Written task:
Rewrite the part of the listing that runs from the line containing "Q: Point to the corrugated" through the end of the listing, replacing "terraced ground" with "stepped ground" and leaving everything else unchanged.
◆ ◆ ◆ ◆ ◆ ◆ ◆
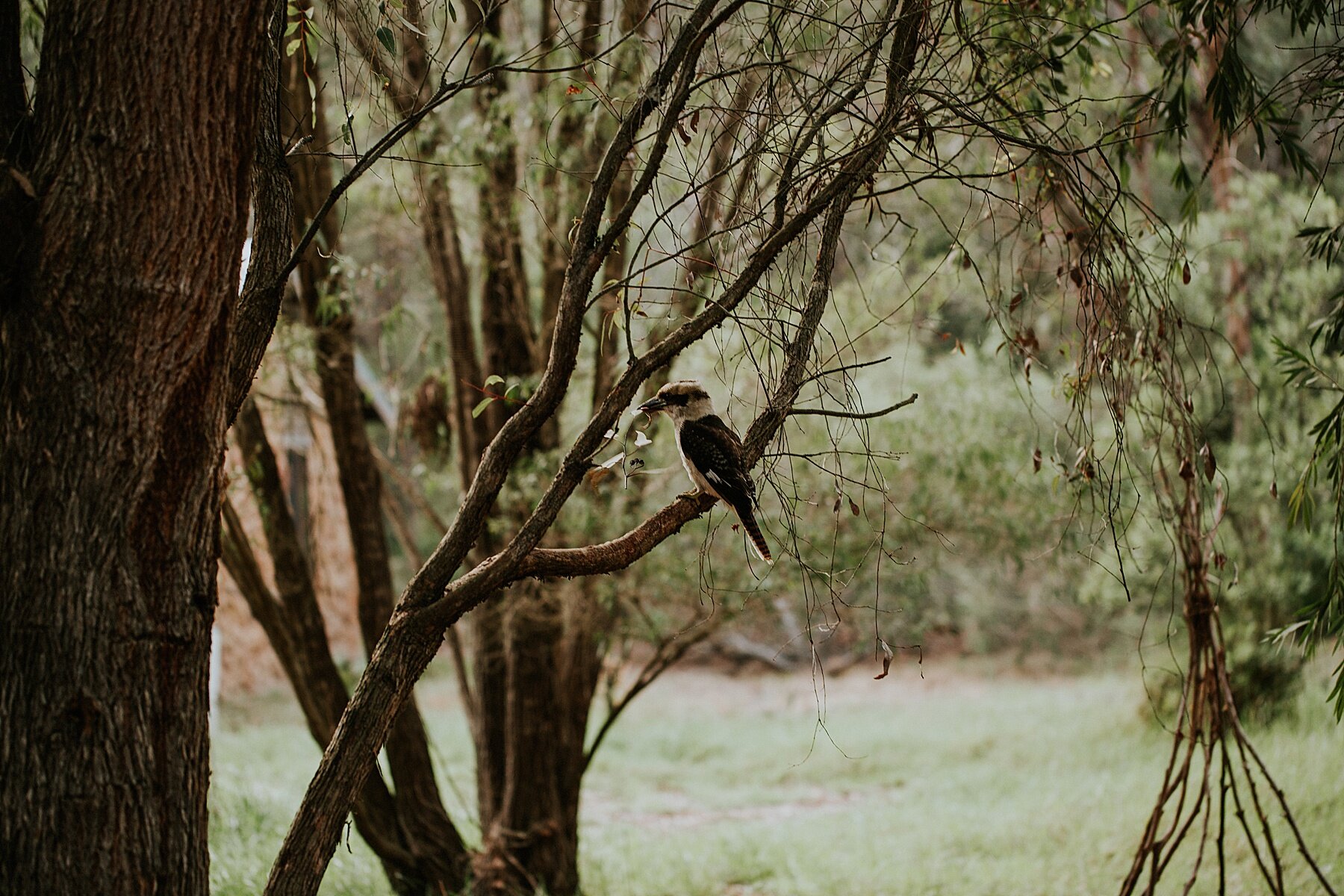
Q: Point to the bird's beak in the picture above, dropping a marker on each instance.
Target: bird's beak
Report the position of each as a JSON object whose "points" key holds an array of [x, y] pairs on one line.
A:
{"points": [[652, 406]]}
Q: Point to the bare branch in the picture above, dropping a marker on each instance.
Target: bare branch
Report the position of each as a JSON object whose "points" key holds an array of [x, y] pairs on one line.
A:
{"points": [[853, 415]]}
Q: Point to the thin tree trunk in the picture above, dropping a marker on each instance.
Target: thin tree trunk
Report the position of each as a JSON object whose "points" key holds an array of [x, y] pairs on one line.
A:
{"points": [[295, 628], [114, 347]]}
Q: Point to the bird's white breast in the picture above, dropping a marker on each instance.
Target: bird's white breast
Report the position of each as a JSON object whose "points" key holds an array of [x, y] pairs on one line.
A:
{"points": [[697, 479]]}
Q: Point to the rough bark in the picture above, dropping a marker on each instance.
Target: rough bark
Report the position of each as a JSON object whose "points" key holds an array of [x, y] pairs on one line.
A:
{"points": [[421, 818], [113, 391], [430, 602], [295, 628]]}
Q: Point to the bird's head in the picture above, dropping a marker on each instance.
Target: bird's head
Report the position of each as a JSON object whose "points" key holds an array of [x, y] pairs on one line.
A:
{"points": [[682, 401]]}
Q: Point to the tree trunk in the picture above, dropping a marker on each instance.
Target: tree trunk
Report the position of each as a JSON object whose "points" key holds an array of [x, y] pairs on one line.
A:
{"points": [[423, 822], [113, 390]]}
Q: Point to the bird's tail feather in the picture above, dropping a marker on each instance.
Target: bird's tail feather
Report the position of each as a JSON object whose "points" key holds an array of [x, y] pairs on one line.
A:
{"points": [[754, 534]]}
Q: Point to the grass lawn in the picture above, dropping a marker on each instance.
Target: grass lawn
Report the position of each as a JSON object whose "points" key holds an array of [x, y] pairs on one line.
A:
{"points": [[965, 782]]}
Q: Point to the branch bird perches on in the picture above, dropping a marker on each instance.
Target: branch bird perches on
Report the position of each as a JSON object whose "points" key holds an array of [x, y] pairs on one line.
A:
{"points": [[430, 602]]}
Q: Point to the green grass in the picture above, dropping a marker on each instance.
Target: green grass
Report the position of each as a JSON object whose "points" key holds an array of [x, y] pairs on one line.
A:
{"points": [[957, 783]]}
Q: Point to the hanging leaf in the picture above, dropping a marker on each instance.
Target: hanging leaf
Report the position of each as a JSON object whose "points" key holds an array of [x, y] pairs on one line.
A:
{"points": [[886, 656], [406, 22]]}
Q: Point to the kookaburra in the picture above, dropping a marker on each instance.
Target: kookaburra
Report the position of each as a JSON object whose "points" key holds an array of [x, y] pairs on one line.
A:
{"points": [[712, 453]]}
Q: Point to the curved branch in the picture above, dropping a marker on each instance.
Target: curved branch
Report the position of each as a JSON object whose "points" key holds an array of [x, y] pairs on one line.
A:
{"points": [[853, 415]]}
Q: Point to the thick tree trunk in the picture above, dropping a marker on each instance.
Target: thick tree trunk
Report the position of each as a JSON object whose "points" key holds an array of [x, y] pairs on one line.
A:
{"points": [[113, 391]]}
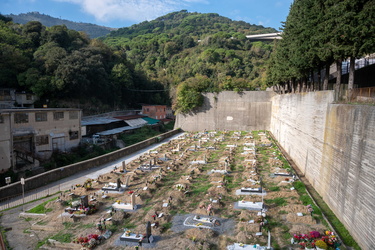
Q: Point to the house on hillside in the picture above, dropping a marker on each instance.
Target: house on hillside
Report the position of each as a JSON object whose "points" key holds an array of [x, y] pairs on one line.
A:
{"points": [[30, 135], [155, 111], [10, 98]]}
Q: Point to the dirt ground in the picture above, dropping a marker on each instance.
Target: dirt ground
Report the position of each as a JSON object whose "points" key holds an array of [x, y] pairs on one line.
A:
{"points": [[187, 188]]}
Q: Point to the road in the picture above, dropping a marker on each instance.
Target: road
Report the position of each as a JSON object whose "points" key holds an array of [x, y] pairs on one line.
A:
{"points": [[79, 178]]}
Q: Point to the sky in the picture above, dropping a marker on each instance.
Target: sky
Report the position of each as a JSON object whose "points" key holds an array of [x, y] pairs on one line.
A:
{"points": [[124, 13]]}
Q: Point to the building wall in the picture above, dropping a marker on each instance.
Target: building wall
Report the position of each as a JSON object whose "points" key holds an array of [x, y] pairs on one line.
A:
{"points": [[38, 137], [249, 110], [155, 111], [15, 189], [5, 140]]}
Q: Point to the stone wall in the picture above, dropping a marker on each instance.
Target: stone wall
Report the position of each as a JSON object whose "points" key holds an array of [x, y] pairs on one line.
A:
{"points": [[40, 180], [333, 145], [249, 110]]}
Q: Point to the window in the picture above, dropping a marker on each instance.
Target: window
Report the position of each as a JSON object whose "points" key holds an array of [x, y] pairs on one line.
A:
{"points": [[42, 140], [73, 135], [73, 115], [21, 118], [40, 117], [58, 115]]}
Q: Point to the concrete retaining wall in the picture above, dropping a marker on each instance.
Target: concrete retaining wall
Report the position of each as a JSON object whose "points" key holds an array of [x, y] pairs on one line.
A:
{"points": [[249, 110], [40, 180], [334, 146]]}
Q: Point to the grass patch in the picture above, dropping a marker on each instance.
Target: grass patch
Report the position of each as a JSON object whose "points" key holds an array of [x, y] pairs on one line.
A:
{"points": [[166, 226], [41, 209], [275, 188], [277, 201], [335, 222], [63, 238]]}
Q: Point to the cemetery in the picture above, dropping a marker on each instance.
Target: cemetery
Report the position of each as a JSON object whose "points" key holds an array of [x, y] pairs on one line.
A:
{"points": [[203, 190]]}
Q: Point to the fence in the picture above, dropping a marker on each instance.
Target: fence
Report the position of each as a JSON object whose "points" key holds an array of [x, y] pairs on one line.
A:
{"points": [[37, 194], [362, 95], [33, 183]]}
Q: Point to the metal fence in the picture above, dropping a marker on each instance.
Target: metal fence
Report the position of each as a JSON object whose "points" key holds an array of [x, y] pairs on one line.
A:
{"points": [[362, 95], [35, 195]]}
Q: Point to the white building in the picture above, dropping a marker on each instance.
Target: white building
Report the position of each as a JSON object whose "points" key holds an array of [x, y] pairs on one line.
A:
{"points": [[29, 135]]}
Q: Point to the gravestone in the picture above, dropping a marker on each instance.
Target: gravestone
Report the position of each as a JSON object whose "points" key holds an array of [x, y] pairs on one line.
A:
{"points": [[127, 181], [119, 182], [84, 200]]}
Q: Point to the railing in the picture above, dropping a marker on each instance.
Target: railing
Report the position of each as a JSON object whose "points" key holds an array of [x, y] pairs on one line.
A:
{"points": [[37, 194], [359, 63], [362, 95]]}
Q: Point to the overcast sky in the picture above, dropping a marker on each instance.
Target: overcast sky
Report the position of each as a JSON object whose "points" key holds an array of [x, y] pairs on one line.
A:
{"points": [[124, 13]]}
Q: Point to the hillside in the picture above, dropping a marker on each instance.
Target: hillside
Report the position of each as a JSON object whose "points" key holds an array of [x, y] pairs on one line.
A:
{"points": [[176, 57], [92, 30], [191, 53]]}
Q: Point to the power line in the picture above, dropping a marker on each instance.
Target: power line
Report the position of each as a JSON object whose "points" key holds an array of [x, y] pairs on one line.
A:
{"points": [[148, 90]]}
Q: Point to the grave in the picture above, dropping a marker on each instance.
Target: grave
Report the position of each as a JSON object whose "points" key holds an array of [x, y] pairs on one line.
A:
{"points": [[135, 237], [126, 206], [115, 187], [164, 158], [283, 174], [201, 222], [250, 205], [149, 166], [251, 191]]}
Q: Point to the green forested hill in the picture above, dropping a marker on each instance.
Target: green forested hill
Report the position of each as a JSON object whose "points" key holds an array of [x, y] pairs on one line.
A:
{"points": [[191, 53], [64, 67], [92, 30], [174, 58]]}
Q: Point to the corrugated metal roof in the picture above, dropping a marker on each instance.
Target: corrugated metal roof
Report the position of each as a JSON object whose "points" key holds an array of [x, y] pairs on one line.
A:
{"points": [[150, 120], [136, 122], [98, 120], [116, 130]]}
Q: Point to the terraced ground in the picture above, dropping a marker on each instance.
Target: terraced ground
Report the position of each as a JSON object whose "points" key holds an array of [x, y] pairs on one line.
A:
{"points": [[191, 174]]}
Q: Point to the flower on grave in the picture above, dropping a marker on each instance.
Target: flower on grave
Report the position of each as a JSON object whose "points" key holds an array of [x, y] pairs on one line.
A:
{"points": [[314, 234], [321, 244]]}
◆ ◆ ◆ ◆ ◆ ◆ ◆
Output for this task:
Q: Point to the corrugated metal roof in the picture above, dropping a marker on each instance.
Target: corrugated metal roof
Report the position of each as a JSON object whose "points" key holds an array of [x, y] pairs on one line.
A:
{"points": [[150, 120], [136, 122], [98, 120], [116, 130]]}
Q: Point to the stepped ground in the picture above, dropping a marker on each instance.
Target: stepped ground
Report the position of each as a JSON object whose "points" key holds an array of [x, y] pairs on one line.
A:
{"points": [[191, 174]]}
Q: Point to the flower on grave in the picture above, dropping a marker on each instance.
Target: flower on grave
Report the position of each as a JSON object whose "points" key holds an array of [x, y] pairs on one line.
A:
{"points": [[314, 234], [321, 244]]}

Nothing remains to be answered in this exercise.